↓↓↓

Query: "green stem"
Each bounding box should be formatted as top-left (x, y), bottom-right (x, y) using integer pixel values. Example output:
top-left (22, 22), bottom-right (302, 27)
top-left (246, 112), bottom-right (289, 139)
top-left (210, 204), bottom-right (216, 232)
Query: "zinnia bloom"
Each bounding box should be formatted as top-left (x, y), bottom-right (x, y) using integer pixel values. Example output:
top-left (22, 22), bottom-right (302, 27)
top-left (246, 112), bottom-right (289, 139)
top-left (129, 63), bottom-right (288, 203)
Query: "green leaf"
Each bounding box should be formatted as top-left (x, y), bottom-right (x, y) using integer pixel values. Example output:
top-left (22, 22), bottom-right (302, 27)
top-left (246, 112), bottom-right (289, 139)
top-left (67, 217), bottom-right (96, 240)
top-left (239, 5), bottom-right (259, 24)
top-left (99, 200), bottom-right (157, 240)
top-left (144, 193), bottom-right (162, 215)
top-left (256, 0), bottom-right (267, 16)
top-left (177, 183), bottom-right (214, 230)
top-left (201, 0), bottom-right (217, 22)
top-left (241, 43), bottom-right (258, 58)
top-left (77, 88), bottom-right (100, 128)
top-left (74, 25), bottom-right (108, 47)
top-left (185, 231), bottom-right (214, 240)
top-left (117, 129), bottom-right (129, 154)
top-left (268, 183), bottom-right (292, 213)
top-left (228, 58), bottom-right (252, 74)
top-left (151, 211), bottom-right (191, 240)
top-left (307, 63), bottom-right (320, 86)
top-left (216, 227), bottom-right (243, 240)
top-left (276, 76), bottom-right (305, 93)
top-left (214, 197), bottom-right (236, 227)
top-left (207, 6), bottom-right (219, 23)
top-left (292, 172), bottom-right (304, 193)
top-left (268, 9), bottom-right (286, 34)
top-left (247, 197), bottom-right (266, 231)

↑↑↑

● TO DO: Update the records by changing each "bounding box" to "rectangle". Write out every line again with nothing else altered.

● CORRECT ANSWER:
Query: "green stem"
Each rectangle should be formatted as top-left (x, y), bottom-right (x, y) using integer pixel values. Example output:
top-left (22, 22), bottom-right (302, 27)
top-left (246, 112), bottom-right (289, 139)
top-left (210, 204), bottom-right (216, 232)
Query: "zinnia bloom"
Each rectangle should be formatted as top-left (x, y), bottom-right (x, y) using integer pixel values. Example output:
top-left (22, 22), bottom-right (302, 27)
top-left (246, 112), bottom-right (289, 139)
top-left (129, 63), bottom-right (288, 203)
Query: "green leaf"
Each rectangle should be formatted as top-left (x, y), bottom-right (x, y) using integer pixel values. Example output:
top-left (22, 22), bottom-right (302, 27)
top-left (246, 112), bottom-right (289, 139)
top-left (67, 217), bottom-right (96, 240)
top-left (239, 5), bottom-right (259, 24)
top-left (99, 200), bottom-right (157, 240)
top-left (144, 193), bottom-right (162, 215)
top-left (256, 0), bottom-right (267, 16)
top-left (177, 183), bottom-right (214, 230)
top-left (201, 0), bottom-right (217, 22)
top-left (241, 43), bottom-right (258, 58)
top-left (77, 88), bottom-right (100, 128)
top-left (74, 25), bottom-right (108, 47)
top-left (185, 231), bottom-right (214, 240)
top-left (117, 129), bottom-right (129, 154)
top-left (268, 183), bottom-right (292, 213)
top-left (228, 58), bottom-right (252, 74)
top-left (151, 211), bottom-right (191, 240)
top-left (307, 63), bottom-right (320, 86)
top-left (216, 227), bottom-right (243, 240)
top-left (276, 76), bottom-right (305, 93)
top-left (214, 197), bottom-right (236, 227)
top-left (207, 6), bottom-right (219, 23)
top-left (292, 172), bottom-right (304, 193)
top-left (268, 9), bottom-right (286, 34)
top-left (247, 197), bottom-right (266, 231)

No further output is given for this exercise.